• [Source extract]

^^^^^^^^^^^^^^^^

Ellsworth’s Cinema of Swords: Pirates—Italian Style!

Morgan the Pirate (Italy/France, 1960)

We tend to think of pirate tales as mainly an English language thing, since the first early modern histories of pirates were in English, as were the genre-defining stories of Robert Louis Stevenson (Treasure Island, Kidnapped), Rafael Sabatini (The Sea Hawk, Captain Blood) and Howard Pyle. But pirate stories were extremely popular in Continental Europe as well, especially in Italy, where Emilio Salgari (1862-1911) wrote as many as 200 adventure novels, mostly about pirates or colonial adventurers who might as well have been called such. His most famous novel is The Black Corsair (1898), which has been filmed at least five times.

During the period of 1960 through 1965, the Italian film industry was famously focused on making peplum, or sword-and-sandal films, but they also dabbled in other historical adventure genres — and in the case of pirate movies, more than dabbled. At lot of these are quickies that might not be worth your time, but Italy loves a good keelhaulin’ cutthroat, and some of the Italian pirate films of the early Sixties were standouts.

Morgan, The Pirate

Rating: ****
Origin: Italy/France, 1960
Director: André DeToth/Primo Zeglio
Source: Turner Classic Movies

This is a fine Franco-Italian production, one of the best Continental pirate movies, starring Steve Reeves as Henry Morgan and Valérie Lagrange as Doña Inez, his daughter-of-the-Spanish-governor love interest. Its taut direction is primarily credited to the Hungarian-American director André DeToth, who (you can’t make this up) later in life lost one eye and wore a black eyepatch. But seriously, Morgan’s production values are good, it has topnotch cinematography by Tonino Delli Colli, excellent costumes and locations, and a rolling nautical score by Franco Mannino.

^^^^^^^^^^^^^^^^

• [Provided material]
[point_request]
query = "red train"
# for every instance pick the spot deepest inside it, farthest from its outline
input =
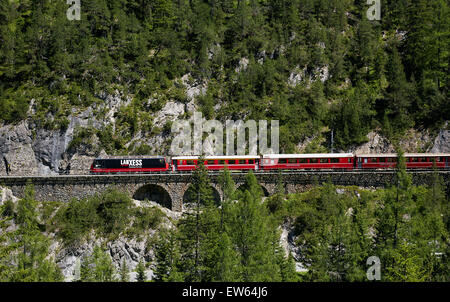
(338, 161)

^^^^^^^^^^^^^^^^

• [Exercise aim]
Render this sentence from the piece on Italian pirate films in Spanish: "His most famous novel is The Black Corsair (1898), which has been filmed at least five times."

• [Full output]
Su novela más famosa es El Corsario Negro (1898), que ha sido llevada al cine al menos cinco veces.